## WORK ORDER 1
According to the article on pharmaceutical cutbacks in northern New Jersey, by what percentage have big pharmaceutical companies reduced their regional workforce since 2006?
## WORK ORDER 2
Carry on the article on pharmaceutical cutbacks in northern New Jersey, beginning immediately after its final sentence.

## DOCUMENT PASSAGE
═══
The shrinkage of major pharmaceutical operations in northern New Jersey is a credit negative for the area’s municipalities, Moody’s Investors Service said Friday.
Big pharmaceutical companies have announced layoffs and site closures in the last few years and have cut the number of their employees in the region by 22.5% since 2006.
On Oct. 1 Merck & Co. announced that by the end of 2015 it would close its headquarters in Aa1-rated Readington Township, N.J., and cut 16,200 workers, most of them in New Jersey. Along with this closing, Merck plans to close a large campus in Summit (Aaa).
“The towns and overlapping Readington Township School District, N.J. (Aa2) could experience sizable budgetary pressure if the sites are not sold by 2015,” Moody’s associate analyst Michelle Choi said. Merck accounts for 7.2% of the assessed property value of Summit and 8% of the assessed value of Readington.
═══
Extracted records
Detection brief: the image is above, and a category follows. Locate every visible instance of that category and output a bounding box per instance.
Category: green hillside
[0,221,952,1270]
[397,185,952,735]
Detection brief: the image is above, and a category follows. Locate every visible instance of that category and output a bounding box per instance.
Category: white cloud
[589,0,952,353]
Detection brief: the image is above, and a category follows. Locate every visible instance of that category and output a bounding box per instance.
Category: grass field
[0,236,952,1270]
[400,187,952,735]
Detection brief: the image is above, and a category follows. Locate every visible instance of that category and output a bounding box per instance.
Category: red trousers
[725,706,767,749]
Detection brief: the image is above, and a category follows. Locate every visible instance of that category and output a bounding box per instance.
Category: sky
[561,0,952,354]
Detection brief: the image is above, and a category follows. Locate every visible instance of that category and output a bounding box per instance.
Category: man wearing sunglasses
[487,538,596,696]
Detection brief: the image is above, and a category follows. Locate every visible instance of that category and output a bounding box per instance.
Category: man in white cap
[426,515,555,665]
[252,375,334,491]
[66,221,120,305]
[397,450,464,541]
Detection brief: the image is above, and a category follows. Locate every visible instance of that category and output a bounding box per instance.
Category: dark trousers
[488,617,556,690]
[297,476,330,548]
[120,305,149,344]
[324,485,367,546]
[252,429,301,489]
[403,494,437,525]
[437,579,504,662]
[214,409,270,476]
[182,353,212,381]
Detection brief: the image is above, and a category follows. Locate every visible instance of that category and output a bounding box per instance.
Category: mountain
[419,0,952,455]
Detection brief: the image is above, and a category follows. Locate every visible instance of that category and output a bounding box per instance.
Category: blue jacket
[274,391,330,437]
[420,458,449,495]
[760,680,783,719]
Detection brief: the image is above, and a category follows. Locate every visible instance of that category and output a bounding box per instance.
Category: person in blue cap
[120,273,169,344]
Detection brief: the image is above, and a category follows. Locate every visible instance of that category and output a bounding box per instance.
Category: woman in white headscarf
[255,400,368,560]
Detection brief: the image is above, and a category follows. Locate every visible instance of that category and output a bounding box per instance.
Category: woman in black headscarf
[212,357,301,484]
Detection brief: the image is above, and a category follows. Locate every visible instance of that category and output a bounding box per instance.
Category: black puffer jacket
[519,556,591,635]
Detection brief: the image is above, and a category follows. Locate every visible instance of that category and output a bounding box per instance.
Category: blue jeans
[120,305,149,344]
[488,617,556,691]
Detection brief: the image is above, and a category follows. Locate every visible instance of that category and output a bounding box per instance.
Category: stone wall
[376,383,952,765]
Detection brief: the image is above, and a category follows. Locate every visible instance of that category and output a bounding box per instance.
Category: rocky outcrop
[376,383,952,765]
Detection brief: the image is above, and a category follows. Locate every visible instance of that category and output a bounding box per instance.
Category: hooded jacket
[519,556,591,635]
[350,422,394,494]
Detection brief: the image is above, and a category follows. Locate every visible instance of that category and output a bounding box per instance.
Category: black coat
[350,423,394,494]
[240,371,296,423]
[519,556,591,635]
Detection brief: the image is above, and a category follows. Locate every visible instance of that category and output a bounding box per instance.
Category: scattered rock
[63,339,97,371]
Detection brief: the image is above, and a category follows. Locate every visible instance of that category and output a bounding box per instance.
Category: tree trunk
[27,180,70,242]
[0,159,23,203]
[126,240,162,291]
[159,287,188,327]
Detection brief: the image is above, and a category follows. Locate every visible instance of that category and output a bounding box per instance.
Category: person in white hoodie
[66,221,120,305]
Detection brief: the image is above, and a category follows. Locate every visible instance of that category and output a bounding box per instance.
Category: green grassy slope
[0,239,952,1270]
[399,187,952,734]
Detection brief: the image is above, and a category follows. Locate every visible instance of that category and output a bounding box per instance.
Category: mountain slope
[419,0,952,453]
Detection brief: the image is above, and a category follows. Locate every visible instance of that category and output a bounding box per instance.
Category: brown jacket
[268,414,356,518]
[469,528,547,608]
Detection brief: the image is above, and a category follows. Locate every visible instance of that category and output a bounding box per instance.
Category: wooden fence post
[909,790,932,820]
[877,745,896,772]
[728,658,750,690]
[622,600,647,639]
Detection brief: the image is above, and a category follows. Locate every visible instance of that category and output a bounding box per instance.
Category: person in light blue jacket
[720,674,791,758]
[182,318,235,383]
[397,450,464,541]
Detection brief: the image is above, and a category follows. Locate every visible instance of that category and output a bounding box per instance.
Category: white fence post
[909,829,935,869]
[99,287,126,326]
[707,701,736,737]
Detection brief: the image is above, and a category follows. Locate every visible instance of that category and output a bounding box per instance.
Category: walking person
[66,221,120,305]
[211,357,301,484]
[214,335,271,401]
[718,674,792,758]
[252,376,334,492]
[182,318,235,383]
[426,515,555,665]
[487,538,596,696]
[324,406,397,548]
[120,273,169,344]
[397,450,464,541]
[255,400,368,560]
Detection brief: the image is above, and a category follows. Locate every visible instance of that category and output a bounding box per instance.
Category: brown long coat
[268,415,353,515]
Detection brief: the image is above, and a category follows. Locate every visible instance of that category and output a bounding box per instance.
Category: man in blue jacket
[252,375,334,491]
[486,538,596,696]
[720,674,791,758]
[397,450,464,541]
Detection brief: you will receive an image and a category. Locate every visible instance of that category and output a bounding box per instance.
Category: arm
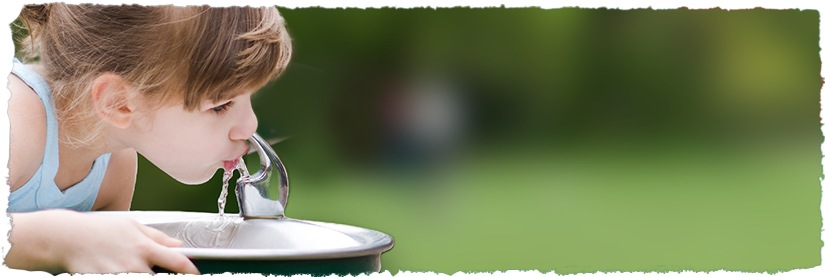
[3,210,199,274]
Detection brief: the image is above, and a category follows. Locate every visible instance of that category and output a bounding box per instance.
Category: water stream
[218,157,249,216]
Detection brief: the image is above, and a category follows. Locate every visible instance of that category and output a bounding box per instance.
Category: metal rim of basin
[89,211,393,261]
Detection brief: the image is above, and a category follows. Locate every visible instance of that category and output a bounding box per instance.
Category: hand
[6,210,200,275]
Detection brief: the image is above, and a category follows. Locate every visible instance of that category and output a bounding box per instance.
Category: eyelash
[211,101,234,114]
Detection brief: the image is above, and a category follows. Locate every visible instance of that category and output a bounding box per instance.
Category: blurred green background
[3,0,825,276]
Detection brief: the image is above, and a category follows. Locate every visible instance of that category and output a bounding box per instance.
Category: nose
[229,102,258,140]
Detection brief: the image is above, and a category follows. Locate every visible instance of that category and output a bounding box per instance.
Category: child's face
[133,90,258,184]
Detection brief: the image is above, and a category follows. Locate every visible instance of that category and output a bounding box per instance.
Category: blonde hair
[4,0,292,147]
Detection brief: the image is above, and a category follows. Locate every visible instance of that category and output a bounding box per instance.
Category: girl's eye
[211,101,234,114]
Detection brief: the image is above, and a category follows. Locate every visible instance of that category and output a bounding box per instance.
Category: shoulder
[92,148,137,211]
[0,71,46,196]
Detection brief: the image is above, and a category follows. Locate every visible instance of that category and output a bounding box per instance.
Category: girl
[0,0,291,274]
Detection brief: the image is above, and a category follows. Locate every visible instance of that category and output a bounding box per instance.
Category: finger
[135,222,183,247]
[149,247,201,276]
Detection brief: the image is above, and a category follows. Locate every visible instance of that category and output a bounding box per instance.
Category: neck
[54,127,125,190]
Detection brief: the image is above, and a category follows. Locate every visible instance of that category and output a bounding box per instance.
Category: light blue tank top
[0,58,111,212]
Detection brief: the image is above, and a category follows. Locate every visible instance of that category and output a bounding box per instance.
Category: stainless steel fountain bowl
[85,211,393,276]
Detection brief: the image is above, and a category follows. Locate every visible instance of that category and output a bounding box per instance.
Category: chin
[172,171,215,185]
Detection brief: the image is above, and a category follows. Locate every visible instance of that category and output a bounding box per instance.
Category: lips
[223,144,249,171]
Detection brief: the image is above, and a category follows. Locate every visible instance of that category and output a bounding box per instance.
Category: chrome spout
[235,133,289,219]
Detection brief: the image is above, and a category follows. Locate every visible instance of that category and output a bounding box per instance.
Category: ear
[91,73,137,129]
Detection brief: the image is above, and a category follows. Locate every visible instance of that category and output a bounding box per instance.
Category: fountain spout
[235,133,289,219]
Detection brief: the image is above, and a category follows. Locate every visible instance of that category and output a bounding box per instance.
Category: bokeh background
[3,0,823,276]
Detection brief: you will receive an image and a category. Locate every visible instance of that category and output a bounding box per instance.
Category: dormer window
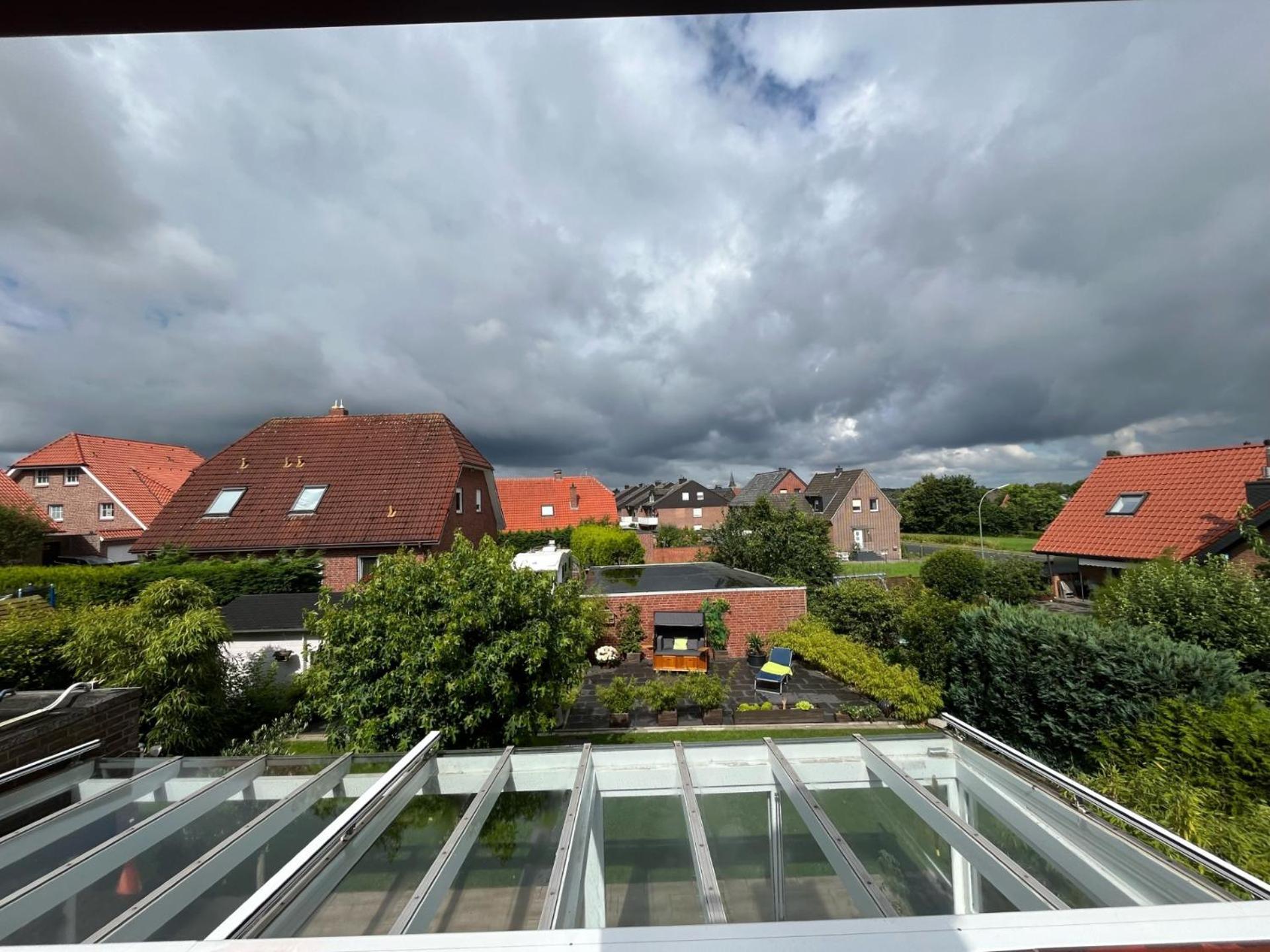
═══
## ANSWER SECTION 1
By 22.5%.

## ANSWER SECTION 2
In addition, Roche Holding AG and Novartis AG announced cuts in 2012. Nutley Township (Aa2) and Nutley Township School District (A1) could be negatively affected when Roche closes its Nutley campus by the end of this year. Novartis plans to lay off 1,650 employees by 2015, many of them in East Hanover (Aa2).
“Site closures are more credit negative for New Jersey municipalities than layoffs because property taxes are the main revenue source for the local governments,” Choi said. However, layoffs could indirectly affect property taxes through decreased property values and increased property tax delinquencies.
Other New Jersey municipalities with a strong reliance on pharmaceutical company property taxes include Kenilworth (Aa2), Hopewell (Aa1), and New Brunswick (A2).
Shrinkage of the pharmaceutical operations will probably not have a major impact on the state’s credit, Choi said. While the state lost about $1.2 billion in annual pharmaceutical wages from 2007 to 2012, this was offset by a $1.1 billion gain in scientific research wages in the period.